Task to complete: Return the lines from the start of the records through the line containing "Kindly return your", both ends included, with the wording unchanged. Leave the pictures out of your answer.

The records:
--- begin ---
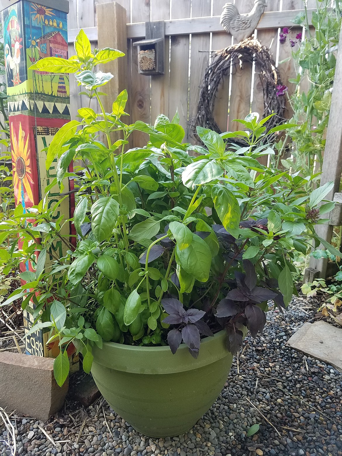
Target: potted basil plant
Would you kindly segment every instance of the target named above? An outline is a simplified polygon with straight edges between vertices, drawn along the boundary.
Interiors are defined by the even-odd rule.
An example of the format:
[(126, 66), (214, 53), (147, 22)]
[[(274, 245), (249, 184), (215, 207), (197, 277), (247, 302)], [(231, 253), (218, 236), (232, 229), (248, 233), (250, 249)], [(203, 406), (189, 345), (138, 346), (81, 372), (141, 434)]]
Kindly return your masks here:
[[(12, 261), (33, 267), (7, 302), (22, 297), (36, 318), (31, 331), (50, 331), (48, 343), (60, 347), (59, 385), (74, 343), (120, 416), (148, 435), (178, 435), (216, 400), (247, 331), (262, 331), (268, 303), (282, 312), (296, 292), (295, 251), (305, 254), (313, 240), (337, 254), (314, 229), (333, 206), (318, 207), (331, 186), (309, 195), (305, 184), (314, 176), (260, 164), (274, 153), (268, 135), (289, 125), (267, 132), (256, 114), (239, 121), (244, 131), (197, 127), (202, 146), (182, 142), (177, 113), (153, 126), (127, 124), (126, 91), (106, 113), (99, 88), (113, 76), (95, 69), (123, 53), (93, 53), (83, 30), (75, 49), (76, 57), (31, 69), (73, 73), (101, 109), (79, 109), (47, 150), (47, 168), (58, 159), (47, 197), (56, 182), (61, 192), (66, 178), (75, 183), (76, 248), (61, 234), (70, 220), (56, 218), (59, 203), (49, 207), (47, 197), (28, 214), (17, 207), (1, 228), (22, 240)], [(130, 149), (135, 131), (147, 142)], [(246, 147), (234, 146), (238, 137)], [(69, 171), (73, 160), (84, 166)], [(62, 238), (60, 257), (51, 247)]]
--- end ---
Exercise output:
Target: potted basil plant
Would you kindly segment every instance of the target named above? An outline is a simplified polygon with straight edges between vertices, drawn along the boundary.
Interiors are defined by the even-odd rule.
An example of the format:
[(126, 66), (214, 53), (147, 22)]
[[(274, 245), (249, 184), (215, 207), (197, 277), (247, 302)], [(231, 253), (218, 236), (232, 229), (248, 233), (250, 249)], [(203, 406), (189, 345), (138, 346), (81, 372), (141, 434)]]
Kindly return your masks here:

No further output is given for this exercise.